In the records below, find every line that contains "headland" and list it.

#### [Dataset content]
□ □ □ □ □ □ □
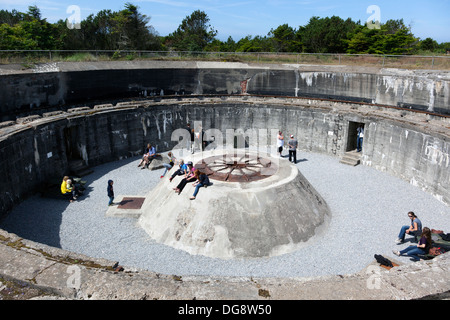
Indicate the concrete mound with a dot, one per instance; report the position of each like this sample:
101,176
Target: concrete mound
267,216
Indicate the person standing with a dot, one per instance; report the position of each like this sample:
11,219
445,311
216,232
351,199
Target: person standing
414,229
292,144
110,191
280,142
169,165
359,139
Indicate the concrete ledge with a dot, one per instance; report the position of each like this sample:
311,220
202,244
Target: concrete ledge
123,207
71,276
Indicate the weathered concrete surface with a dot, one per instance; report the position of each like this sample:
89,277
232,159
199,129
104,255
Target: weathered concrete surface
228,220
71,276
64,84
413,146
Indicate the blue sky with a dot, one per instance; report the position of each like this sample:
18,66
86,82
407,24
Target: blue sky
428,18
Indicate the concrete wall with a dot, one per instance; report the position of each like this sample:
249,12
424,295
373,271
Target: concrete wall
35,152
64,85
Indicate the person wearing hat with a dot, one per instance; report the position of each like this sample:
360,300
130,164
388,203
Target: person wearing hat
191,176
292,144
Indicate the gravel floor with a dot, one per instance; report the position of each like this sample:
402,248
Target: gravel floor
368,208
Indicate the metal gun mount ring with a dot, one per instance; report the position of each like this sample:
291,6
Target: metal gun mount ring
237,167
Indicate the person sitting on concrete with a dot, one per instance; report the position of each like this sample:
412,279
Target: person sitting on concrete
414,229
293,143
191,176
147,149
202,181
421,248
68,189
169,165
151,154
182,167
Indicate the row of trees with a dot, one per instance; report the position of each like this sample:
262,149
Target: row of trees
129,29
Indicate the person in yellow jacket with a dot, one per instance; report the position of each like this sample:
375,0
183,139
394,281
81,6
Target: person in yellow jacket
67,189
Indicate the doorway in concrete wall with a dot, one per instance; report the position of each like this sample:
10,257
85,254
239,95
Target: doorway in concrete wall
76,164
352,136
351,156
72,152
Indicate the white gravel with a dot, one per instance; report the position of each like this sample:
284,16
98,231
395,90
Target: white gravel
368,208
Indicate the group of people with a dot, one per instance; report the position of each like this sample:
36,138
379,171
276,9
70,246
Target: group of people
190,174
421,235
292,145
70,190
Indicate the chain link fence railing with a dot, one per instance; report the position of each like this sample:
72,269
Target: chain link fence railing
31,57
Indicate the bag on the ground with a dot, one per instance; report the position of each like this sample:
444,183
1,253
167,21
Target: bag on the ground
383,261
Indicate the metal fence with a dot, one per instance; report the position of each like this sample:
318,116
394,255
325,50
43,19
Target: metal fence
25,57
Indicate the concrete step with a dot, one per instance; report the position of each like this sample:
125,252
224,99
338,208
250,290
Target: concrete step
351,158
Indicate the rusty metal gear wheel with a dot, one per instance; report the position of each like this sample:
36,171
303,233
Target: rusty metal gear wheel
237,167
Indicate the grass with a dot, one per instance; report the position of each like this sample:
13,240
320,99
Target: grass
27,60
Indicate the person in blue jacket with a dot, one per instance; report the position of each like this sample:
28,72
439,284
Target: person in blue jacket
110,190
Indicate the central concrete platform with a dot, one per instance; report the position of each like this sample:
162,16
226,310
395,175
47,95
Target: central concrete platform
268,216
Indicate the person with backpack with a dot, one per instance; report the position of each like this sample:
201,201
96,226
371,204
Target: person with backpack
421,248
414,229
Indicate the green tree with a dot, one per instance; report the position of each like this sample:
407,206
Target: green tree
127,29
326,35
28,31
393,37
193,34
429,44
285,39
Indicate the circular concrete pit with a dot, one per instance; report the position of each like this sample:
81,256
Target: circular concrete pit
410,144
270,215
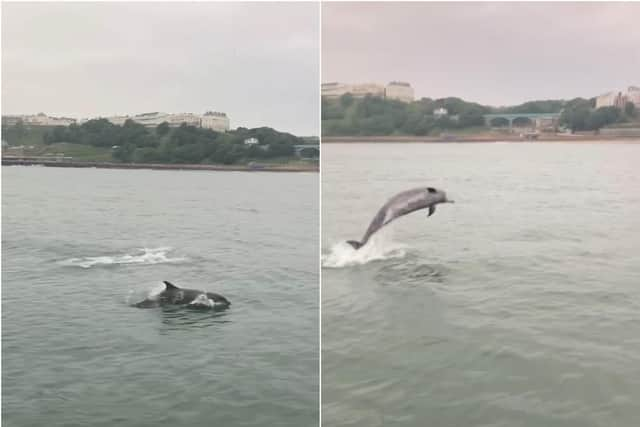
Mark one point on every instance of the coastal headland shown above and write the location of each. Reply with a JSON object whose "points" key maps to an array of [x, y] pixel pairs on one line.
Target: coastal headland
□ □ □ □ □ □ □
#### [Solution]
Mark one point on every instance of the coastal headland shown above and write the location of each. Reply with a JSON object whose "points" key maps to an array of [x, y] pixel pairs on one line.
Target: coastal headland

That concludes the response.